> Records from a point-labeling set:
'''

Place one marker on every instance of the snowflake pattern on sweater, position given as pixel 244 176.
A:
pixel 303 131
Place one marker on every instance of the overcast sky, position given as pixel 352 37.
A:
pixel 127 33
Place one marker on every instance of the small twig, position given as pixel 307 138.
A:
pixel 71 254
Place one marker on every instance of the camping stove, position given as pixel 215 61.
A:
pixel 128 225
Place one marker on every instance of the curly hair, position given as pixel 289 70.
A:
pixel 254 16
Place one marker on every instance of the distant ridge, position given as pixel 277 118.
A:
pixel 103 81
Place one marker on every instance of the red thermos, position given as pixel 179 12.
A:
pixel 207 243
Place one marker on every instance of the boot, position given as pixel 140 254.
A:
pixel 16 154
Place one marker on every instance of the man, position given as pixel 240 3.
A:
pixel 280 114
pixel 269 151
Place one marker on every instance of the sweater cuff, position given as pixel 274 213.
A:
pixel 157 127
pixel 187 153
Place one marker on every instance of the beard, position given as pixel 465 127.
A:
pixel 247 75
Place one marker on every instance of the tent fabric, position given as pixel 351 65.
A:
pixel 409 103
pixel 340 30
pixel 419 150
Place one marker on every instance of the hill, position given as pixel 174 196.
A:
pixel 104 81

'''

Reproduce the listing above in full, changing every occurrence of "Place one marker" to "Set a single marker". Leave everything else unaltered.

> Result of this task:
Set a single marker on every instance of the snowflake pattern on sweater, position given as pixel 244 176.
A:
pixel 303 131
Set a single marker on every instance of the overcast sky, position given as pixel 352 37.
A:
pixel 127 33
Set a single marker on every instance of the small twig, position given as pixel 307 138.
A:
pixel 71 254
Set a single marker on every instance of the camping stove, position given as pixel 215 61.
A:
pixel 128 225
Set a single marker on every instance of the curly hair, position given as pixel 289 70.
A:
pixel 254 16
Set a single marker on every instance of the distant ridge, position given as pixel 277 118.
A:
pixel 103 81
Set a single marker on every instance of the red thermos, position given as pixel 179 12.
A:
pixel 207 243
Set a single marker on every instance of the boot, position given as pixel 140 254.
A:
pixel 16 154
Set a single marker on every instance of the man, position given as pixel 240 3.
A:
pixel 280 114
pixel 269 151
Set a single marker on every instance of the sweater cuff, position given as pixel 274 213.
A:
pixel 157 127
pixel 187 153
Set a single marker on every instance of the beard, position given as pixel 465 127.
A:
pixel 247 75
Set a single marker on every instance of the tent fabric, position given as pixel 351 65.
A:
pixel 409 103
pixel 340 30
pixel 419 150
Set a single marker on every instance of the hill, position given as pixel 174 196.
A:
pixel 104 81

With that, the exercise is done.